Задание 1
Воспроизведите дословно часть текста о Константинополе и культуре Запада от слов «Вернемся, однако, к» до слов «ориенталист Ф. Майер.».
Задание 2
Согласно тексту о Константинополе и культуре Запада, кто и в каком году познакомил А. Шопенгауэра с индийской философией?
Задание 3
Напишите продолжение текста о Константинополе и культуре Запада, начиная сразу после его последнего предложения.

Император Константин Великий не основал новое государство в Малой Азии, а только лишь основал новую столицу Константинополь, довлеющую над черноморскими проливами. Как напоминает историк Ф. Гайда: «Вплоть до середины XII века Новый Рим (Константинополь. – К.П.) был главным торговым узлом планеты. До разорения крестоносцами в 1204 году – это еще и самый населенный город Европы. Позднее, особенно в последние полтора столетия, на земном шаре появились более значимые в экономическом смысле центры. Но и в наше время стратегическое значение этого места трудно было бы переоценить. Владеющий проливами Босфор и Дарданеллы владел всем Ближним и Средним Востоком, а это – сердце Евразии и всего Старого Света. В XIX веке реальным хозяином проливов была Британская империя, оберегавшая это место от России даже ценой открытого военного конфликта (в период Крымской войны 1853–1856 годов, а война могла начаться и в 1836, и в 1878)»[38].
   Между прочим, индоевропейское присутствие на малоазиатском полуострове уходит корнями в такую глубь времен, что позволяет некоторым нынешним ученым говорить даже о прародине индоевропейцев на этой территории[39]. Еще Геродот упоминает в своей «Истории» «азиатских дорийцев»[40], очевидно имея в виду дорийские племена, проживавшие в Малой Азии, дорийцы же и являлись эллинами, о чем «отец истории» сообщал следующее: «Так, ионяне первоначально были пеласгийского происхождея, а дорийцы – эллинского».
   Вернемся, однако, к мнимому культурному превосходству Западной Европы над окружающими цивилизациями. Здесь стоит задаться вопросом – чем занимались просвещенные европейцы, когда в Индии складывался эпос «Махабхарата»[41] или же когда Сыма Цянь[42] создавал свои «Исторические записки»? В конце концов, разве тот же А. Шопенгауэр не использовал «Упанишады» в качестве одного из источников своего философского вдохновения? Напомню, что с индийской философией его познакомил в 1813 году известный ориенталист Ф. Майер.
   Безусловно, что культурные достижения западной цивилизации достаточно велики, но заменять Западом всю мировую цивилизацию, игнорируя достижения Ирана, Индии, Китая, арабского мира и других регионов Земли, было бы неверно. Разве кто-то станет с этим спорить? Между тем в России имеется достаточное количество шовинистов, готовых буквально растоптать все культуры ради торжества культуры западной.

Предоставленные записи
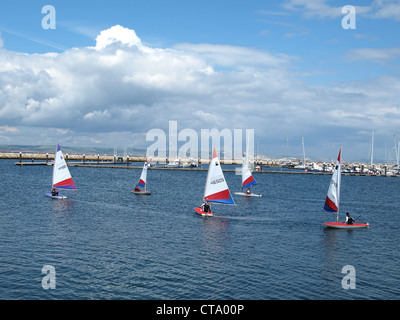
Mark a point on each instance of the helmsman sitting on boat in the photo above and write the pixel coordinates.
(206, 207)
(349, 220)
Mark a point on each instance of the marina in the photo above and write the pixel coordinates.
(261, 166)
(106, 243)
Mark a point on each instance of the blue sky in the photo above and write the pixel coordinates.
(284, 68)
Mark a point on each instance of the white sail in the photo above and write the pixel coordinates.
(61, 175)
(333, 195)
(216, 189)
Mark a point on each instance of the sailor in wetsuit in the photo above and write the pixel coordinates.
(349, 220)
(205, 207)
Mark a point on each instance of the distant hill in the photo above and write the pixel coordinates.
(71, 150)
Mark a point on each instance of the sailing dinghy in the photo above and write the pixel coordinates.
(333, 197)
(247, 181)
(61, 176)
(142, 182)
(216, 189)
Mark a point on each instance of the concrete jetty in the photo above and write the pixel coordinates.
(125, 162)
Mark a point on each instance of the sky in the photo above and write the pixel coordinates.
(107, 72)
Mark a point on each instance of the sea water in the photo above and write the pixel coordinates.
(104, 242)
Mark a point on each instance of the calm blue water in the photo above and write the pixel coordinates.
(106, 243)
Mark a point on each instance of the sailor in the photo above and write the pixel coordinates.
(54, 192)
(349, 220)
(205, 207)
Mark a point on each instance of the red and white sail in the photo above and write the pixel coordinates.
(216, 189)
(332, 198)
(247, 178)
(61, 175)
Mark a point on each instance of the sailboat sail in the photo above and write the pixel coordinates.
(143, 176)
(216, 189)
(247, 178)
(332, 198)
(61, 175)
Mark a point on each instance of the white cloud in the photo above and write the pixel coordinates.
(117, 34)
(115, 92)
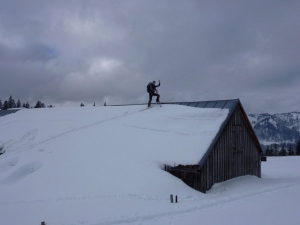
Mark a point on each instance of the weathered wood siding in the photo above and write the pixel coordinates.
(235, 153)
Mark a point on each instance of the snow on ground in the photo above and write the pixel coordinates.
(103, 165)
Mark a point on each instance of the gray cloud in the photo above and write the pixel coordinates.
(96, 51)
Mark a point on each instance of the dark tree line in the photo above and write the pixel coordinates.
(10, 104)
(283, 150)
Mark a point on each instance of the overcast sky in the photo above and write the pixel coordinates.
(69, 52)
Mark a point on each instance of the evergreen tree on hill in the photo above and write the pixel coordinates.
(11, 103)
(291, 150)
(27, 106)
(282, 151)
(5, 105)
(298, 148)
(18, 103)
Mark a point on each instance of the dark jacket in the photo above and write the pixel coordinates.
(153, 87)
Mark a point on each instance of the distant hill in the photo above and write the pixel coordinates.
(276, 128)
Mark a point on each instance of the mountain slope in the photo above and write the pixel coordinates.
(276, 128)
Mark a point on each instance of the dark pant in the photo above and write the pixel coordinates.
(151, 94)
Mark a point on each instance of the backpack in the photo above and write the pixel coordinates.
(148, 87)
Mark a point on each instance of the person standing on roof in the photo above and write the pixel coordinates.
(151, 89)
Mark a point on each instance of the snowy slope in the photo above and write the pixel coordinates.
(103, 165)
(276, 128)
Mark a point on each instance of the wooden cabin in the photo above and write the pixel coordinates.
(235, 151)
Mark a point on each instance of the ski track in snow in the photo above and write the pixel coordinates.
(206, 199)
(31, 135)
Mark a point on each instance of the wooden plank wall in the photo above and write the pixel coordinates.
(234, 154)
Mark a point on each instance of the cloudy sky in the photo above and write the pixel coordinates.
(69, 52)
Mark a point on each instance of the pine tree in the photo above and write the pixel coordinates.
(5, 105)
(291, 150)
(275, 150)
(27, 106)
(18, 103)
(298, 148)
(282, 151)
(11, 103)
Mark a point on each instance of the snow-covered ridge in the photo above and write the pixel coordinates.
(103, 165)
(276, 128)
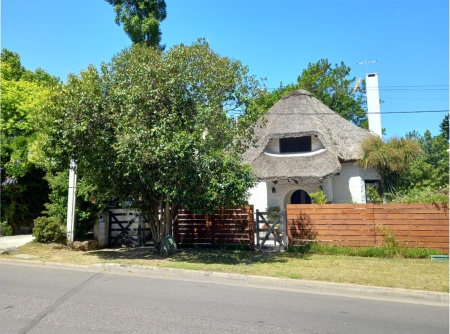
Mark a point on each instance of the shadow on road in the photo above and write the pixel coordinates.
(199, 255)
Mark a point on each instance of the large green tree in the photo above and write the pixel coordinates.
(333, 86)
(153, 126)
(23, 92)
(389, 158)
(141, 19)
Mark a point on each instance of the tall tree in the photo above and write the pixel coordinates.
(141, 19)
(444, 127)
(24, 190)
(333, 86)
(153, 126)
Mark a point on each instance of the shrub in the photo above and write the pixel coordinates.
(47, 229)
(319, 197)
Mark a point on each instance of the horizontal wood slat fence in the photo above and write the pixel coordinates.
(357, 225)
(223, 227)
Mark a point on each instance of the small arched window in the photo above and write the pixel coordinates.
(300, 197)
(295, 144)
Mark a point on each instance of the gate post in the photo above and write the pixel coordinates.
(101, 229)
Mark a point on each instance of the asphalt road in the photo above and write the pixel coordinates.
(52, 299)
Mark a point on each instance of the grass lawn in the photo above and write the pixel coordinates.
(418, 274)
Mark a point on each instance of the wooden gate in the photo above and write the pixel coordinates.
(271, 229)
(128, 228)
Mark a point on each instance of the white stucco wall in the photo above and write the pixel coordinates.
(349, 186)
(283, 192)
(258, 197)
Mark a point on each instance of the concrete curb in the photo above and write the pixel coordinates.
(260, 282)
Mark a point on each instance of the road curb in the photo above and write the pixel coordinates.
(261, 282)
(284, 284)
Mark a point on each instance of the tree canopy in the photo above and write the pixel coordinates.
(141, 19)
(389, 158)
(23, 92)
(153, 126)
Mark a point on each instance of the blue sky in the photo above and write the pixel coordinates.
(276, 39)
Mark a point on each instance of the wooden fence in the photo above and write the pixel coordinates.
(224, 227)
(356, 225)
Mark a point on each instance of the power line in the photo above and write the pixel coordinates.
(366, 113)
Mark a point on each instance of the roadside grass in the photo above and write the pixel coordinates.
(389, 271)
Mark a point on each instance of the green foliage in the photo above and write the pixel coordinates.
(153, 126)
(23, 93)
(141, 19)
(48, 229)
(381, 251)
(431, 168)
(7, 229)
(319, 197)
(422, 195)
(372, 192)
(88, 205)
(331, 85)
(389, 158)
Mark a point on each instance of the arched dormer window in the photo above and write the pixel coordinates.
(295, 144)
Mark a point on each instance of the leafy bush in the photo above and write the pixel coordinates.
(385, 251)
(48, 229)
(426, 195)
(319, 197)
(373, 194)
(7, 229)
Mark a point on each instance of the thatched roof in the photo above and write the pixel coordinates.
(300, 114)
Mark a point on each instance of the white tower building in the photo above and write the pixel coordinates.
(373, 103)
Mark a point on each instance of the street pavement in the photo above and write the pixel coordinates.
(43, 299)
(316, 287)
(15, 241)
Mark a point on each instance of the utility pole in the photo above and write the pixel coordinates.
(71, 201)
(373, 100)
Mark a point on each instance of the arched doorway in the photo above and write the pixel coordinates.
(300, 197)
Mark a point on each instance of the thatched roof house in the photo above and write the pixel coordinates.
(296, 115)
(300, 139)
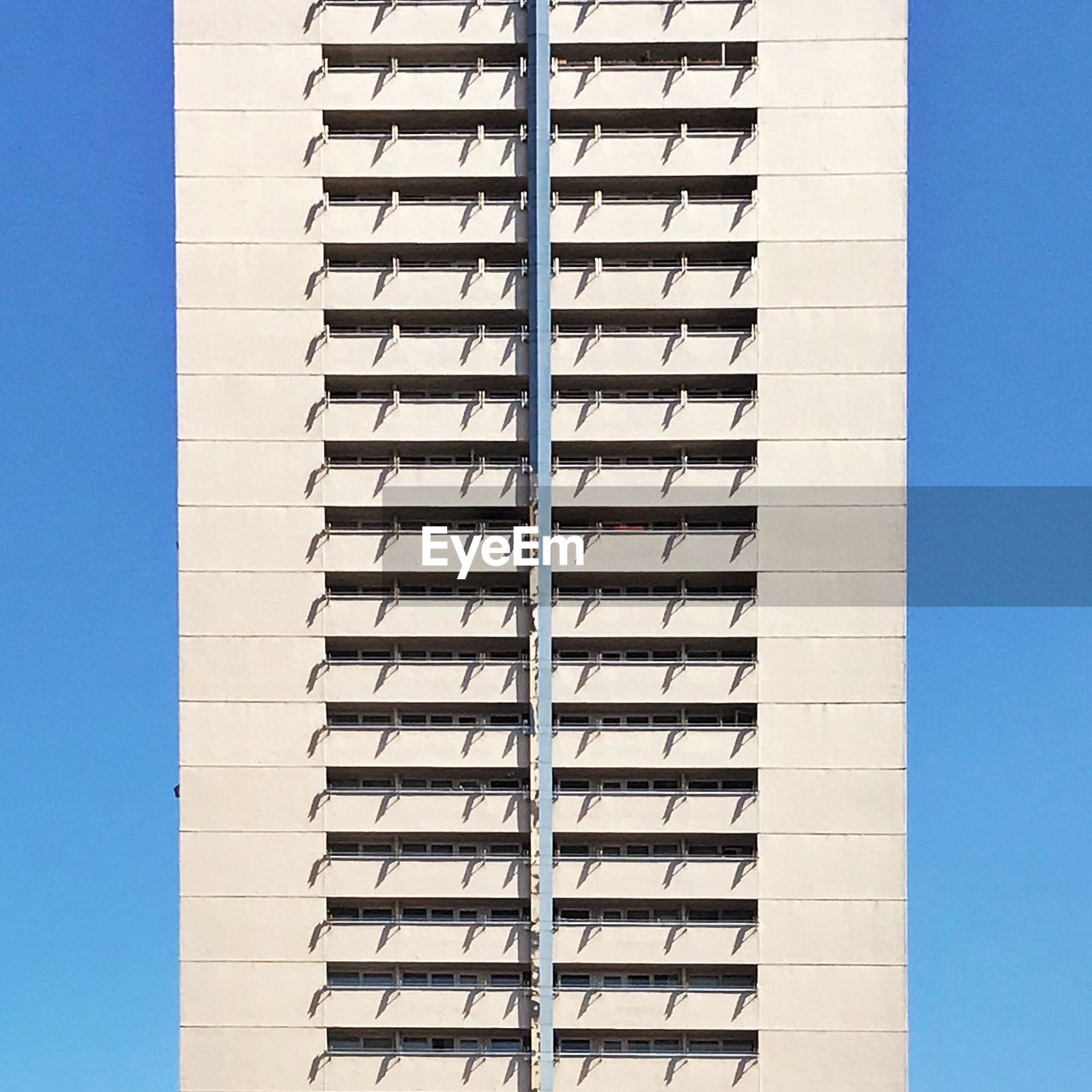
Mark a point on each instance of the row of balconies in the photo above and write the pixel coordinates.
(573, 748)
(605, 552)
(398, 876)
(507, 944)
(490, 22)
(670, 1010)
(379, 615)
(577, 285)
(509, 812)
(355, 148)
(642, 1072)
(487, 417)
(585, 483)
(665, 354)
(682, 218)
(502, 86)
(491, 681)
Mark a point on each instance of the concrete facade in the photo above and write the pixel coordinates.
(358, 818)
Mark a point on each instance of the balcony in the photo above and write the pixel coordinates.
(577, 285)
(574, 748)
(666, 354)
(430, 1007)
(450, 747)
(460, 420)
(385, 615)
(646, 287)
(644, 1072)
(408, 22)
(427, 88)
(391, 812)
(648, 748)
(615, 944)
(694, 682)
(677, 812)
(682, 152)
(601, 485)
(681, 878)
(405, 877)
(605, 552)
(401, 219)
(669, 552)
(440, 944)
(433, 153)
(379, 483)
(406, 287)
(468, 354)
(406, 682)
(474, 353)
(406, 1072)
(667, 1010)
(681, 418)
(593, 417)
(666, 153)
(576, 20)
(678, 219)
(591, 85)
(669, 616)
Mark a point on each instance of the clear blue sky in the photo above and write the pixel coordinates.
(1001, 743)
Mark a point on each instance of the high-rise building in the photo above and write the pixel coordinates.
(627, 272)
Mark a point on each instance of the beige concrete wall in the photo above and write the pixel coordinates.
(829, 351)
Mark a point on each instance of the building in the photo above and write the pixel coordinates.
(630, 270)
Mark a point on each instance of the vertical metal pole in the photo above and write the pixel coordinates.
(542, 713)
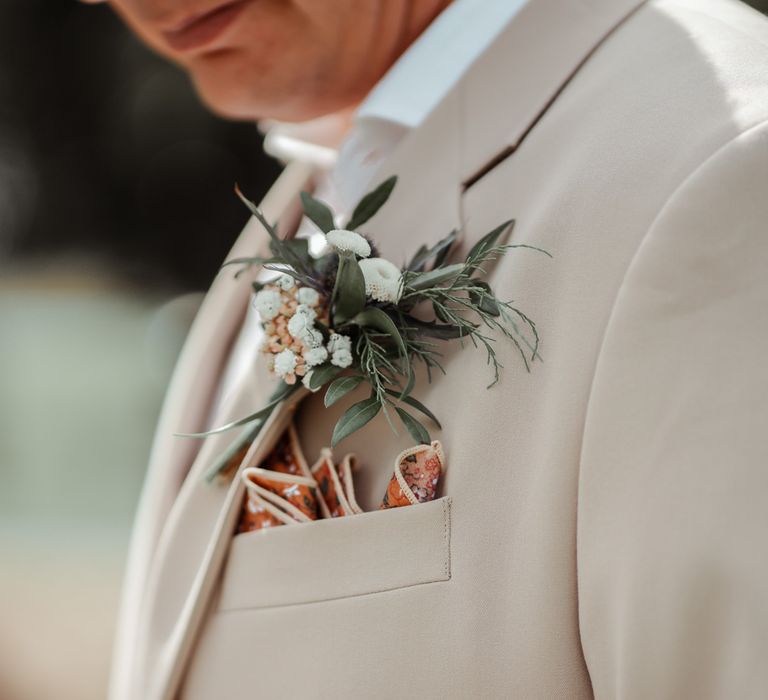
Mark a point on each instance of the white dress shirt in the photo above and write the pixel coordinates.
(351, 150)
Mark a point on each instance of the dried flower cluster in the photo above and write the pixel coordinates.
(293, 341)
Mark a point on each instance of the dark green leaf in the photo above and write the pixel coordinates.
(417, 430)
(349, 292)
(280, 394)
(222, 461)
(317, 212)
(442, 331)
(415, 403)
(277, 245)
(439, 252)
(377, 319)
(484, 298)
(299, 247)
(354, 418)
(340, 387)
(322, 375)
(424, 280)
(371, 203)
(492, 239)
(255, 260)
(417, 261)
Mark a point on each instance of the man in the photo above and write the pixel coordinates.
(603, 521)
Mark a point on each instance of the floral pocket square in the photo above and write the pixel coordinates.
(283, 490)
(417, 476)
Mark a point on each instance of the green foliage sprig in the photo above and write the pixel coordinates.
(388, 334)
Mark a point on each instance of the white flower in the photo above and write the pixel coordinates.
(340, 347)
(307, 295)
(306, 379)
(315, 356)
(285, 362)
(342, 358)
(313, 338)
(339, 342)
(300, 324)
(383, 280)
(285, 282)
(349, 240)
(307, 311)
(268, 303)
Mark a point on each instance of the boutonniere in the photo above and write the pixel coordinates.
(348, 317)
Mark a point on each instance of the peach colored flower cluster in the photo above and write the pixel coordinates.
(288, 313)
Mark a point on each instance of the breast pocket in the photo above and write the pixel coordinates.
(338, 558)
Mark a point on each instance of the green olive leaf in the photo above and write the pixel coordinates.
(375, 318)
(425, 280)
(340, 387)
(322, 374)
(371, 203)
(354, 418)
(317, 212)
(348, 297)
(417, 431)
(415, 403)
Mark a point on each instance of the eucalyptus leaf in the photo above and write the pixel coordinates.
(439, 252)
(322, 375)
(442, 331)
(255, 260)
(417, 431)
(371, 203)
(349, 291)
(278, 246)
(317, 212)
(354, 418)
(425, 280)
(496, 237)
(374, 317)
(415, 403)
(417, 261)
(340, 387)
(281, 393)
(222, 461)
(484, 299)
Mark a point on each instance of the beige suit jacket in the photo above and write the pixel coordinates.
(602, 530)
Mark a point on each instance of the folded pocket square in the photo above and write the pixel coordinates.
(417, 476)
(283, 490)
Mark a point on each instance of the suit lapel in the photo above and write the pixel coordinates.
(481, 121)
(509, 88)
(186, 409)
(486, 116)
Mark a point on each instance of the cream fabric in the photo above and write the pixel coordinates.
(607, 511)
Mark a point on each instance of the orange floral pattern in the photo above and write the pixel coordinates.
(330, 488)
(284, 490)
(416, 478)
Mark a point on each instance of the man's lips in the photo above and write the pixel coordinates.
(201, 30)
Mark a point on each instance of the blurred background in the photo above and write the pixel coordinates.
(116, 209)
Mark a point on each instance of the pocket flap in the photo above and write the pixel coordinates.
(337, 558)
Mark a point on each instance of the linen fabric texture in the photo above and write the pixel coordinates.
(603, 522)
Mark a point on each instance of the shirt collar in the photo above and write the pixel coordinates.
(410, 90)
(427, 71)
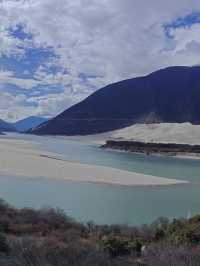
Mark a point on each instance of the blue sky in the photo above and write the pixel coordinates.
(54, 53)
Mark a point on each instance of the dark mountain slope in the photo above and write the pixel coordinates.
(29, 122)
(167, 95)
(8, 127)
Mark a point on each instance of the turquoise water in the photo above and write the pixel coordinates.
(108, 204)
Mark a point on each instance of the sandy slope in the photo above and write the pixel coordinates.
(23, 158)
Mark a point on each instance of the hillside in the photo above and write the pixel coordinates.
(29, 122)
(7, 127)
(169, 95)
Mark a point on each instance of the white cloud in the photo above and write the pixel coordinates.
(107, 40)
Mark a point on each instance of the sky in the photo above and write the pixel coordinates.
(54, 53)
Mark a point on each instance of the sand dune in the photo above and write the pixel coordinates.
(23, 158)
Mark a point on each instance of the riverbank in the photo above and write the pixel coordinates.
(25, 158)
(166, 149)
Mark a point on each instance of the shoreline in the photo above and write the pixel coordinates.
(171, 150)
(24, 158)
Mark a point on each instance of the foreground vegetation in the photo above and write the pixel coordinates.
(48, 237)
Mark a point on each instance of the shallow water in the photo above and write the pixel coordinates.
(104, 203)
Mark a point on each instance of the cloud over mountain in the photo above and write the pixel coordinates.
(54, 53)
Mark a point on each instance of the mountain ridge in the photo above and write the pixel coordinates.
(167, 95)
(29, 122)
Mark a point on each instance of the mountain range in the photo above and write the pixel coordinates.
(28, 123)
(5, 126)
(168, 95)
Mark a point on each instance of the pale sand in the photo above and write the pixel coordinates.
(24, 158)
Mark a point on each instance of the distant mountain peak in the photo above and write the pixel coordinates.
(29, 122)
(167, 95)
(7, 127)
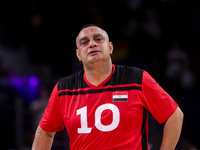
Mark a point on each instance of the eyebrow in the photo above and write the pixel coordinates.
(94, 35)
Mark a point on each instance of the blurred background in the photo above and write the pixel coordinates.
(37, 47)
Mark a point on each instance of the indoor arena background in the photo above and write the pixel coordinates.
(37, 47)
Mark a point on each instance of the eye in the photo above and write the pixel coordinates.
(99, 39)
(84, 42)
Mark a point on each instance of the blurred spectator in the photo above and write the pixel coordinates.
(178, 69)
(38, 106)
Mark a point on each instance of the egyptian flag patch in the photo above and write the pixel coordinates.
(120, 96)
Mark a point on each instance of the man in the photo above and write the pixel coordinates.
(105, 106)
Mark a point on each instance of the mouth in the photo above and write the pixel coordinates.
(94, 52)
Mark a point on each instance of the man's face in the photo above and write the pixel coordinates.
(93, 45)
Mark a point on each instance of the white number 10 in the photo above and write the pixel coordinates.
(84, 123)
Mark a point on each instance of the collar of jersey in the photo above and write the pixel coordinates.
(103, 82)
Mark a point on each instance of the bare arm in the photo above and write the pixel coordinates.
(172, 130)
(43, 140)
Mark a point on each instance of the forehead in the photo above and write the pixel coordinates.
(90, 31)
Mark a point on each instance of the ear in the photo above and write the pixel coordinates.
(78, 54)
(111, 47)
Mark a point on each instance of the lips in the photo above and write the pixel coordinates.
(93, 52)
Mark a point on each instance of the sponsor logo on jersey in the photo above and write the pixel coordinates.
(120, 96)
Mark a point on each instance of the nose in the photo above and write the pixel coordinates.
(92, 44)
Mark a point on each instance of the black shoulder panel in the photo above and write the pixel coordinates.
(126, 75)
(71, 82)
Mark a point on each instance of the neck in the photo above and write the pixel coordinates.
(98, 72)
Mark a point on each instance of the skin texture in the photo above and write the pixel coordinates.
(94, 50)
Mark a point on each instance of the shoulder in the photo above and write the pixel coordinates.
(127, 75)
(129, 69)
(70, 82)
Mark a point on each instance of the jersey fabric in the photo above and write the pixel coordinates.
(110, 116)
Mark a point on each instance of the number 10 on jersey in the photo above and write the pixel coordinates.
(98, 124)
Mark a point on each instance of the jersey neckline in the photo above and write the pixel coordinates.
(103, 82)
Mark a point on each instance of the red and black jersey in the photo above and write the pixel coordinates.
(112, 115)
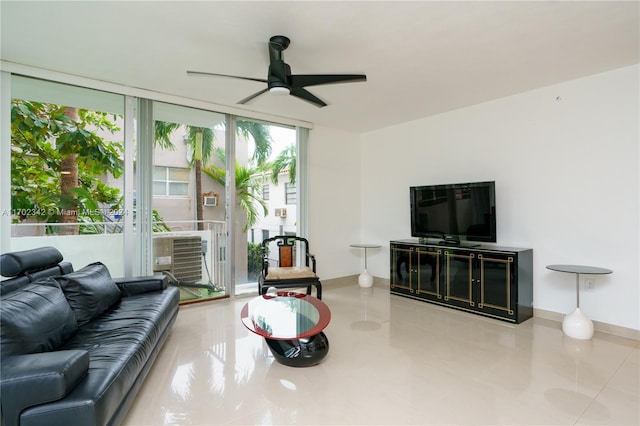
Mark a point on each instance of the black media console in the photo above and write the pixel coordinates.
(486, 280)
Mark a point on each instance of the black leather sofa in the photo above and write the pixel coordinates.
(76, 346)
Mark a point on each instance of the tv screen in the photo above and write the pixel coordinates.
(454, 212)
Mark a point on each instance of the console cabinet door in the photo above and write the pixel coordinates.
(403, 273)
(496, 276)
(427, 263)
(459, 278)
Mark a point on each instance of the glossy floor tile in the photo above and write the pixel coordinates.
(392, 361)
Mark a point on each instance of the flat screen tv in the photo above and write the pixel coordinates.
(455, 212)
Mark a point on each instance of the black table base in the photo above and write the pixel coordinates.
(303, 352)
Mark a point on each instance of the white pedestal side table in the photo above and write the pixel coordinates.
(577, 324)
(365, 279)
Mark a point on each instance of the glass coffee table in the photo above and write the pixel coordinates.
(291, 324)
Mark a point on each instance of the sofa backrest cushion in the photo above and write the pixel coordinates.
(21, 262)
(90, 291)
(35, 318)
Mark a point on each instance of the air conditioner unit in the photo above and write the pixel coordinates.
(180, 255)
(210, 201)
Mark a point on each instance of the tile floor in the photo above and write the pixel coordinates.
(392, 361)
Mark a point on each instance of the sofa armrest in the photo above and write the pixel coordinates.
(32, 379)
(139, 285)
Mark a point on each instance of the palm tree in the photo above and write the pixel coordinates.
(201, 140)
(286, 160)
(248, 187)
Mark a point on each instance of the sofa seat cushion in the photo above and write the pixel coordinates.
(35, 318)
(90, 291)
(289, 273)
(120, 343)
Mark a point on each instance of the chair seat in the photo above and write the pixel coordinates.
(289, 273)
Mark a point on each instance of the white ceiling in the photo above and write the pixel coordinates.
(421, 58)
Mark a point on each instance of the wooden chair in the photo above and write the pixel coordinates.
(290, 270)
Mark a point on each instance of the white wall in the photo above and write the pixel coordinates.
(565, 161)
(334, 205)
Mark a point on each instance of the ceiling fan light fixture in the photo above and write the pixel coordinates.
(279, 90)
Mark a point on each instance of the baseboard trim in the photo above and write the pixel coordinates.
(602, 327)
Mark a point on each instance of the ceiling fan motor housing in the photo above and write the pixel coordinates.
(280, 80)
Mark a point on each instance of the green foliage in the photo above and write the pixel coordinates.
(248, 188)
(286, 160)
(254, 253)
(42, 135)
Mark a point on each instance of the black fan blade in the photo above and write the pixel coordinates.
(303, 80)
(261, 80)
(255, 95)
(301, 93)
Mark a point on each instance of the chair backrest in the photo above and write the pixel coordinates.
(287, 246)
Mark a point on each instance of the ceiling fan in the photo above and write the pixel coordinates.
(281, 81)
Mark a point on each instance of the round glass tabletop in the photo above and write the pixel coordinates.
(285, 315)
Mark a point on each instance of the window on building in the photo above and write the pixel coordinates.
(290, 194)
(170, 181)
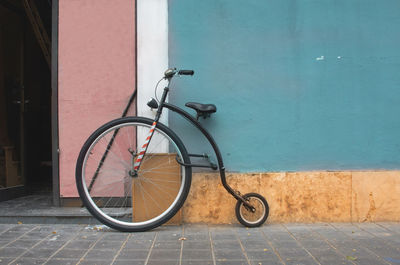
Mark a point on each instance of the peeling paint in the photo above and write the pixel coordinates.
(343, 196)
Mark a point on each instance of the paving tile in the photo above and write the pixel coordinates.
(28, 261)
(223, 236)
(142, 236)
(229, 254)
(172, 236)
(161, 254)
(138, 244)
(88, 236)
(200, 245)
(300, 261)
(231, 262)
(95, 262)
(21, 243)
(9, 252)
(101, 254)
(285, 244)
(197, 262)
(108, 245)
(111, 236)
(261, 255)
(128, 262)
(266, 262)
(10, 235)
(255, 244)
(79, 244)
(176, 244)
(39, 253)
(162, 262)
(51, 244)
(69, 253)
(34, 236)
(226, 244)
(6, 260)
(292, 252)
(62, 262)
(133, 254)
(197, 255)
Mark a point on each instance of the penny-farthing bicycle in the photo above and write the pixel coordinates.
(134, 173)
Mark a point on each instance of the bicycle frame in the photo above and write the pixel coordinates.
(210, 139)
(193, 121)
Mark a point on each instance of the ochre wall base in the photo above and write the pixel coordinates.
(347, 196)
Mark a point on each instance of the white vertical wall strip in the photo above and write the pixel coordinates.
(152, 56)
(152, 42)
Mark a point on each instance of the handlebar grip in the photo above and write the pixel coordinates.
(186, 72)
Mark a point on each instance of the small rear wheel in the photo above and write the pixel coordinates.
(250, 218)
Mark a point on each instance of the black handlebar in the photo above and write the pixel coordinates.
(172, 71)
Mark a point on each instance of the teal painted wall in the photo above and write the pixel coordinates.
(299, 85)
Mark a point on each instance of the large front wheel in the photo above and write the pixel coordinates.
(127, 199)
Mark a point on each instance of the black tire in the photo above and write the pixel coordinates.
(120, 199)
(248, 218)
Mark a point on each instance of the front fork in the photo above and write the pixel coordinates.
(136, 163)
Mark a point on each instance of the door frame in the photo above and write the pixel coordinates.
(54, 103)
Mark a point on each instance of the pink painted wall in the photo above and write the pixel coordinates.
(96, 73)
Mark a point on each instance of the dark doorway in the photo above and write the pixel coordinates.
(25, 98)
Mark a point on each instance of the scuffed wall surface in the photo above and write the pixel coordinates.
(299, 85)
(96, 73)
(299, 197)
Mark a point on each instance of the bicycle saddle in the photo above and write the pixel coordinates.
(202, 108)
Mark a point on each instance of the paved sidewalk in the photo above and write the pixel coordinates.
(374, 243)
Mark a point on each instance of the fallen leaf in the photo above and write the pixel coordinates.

Ответ на задание 1
Вернемся, однако, к мнимому культурному превосходству Западной Европы над окружающими цивилизациями. Здесь стоит задаться вопросом – чем занимались просвещенные европейцы, когда в Индии складывался эпос «Махабхарата»[41] или же когда Сыма Цянь[42] создавал свои «Исторические записки»? В конце концов, разве тот же А. Шопенгауэр не использовал «Упанишады» в качестве одного из источников своего философского вдохновения? Напомню, что с индийской философией его познакомил в 1813 году известный ориенталист Ф. Майер.

Ответ на задание 2
Ориенталист Ф. Майер в 1813 году.

Ответ на задание 3
   Так, к примеру, Н. Бердяев писал в свое время: «Все мы (кто? – К.П.) хотим стать западниками в одном только смысле: Россия должна быть приобщена к мировой цивилизации»[43]. Далее Н. Бердяев кликушествовал: «Дело Петра Великого еще не закончено в России, а только став европейской культурной страной, Россия в силах будет бороться с мировым мещанством. Азиатская некультурность и внутреннее рабство сказались и в характере русской власти, и в характере русской интеллигенции, и в черной сотне, и в красной сотне. Татарин еще сидит в нас, и этот татарин должен быть изгнан из России».
   Вот тебе и раз…
   Слова Н. Бердяева об «изгнании татарина» были бы понятны, если бы пресловутые «татары» оккупировали русские земли, однако никакой оккупации Руси не существовало и в помине, и даже ордынский выход собирали русские князья. Это положение дел никогда не являлось тайной для любого культурного человека, мало-мальски знакомого с историей России. Так, С.Ф. Платонов писал в «Полном курсе лекций по русской истории»: «Да и как татарское влияние на русскую жизнь могло быть значительно, если, завоевав Русь, татары не остались жить в русских областях, богатых неудобными для них лесами, а отошли на юг, в открытые степи?», а С.М. Соловьев предупреждал в своей «Истории России»: «Историк не имеет права с половины XIII в. прерывать естественную нить событий, именно, постепенный переход родовых княжеских отношений в государственные, вставлять татарский период и выдвигать на первый план татар, татарские отношения, вследствие чего необходимо закрываются главные явления, главные причины этих явлений».
   Кого же нам сейчас из России изгонять? «Внутреннего раба», бесов, демонов, татар, мировое мещанство?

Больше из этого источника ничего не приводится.